— Records for the task —
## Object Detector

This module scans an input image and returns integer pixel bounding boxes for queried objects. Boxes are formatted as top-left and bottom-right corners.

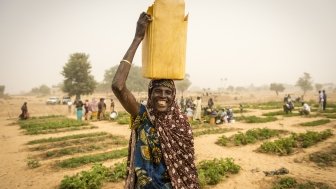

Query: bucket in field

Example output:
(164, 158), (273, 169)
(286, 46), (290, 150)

(142, 0), (188, 80)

— Task directions —
Reproduce all of the material above word for word, leaving out the picture.

— Result of the exercise —
## Object Detector

This module scans an input image and returns integer pixel bounding boxes for queried objects. Boxes are formatted as top-left and bottom-right corners.


Query: bucket in field

Example output:
(164, 158), (273, 169)
(286, 46), (290, 150)

(142, 0), (188, 80)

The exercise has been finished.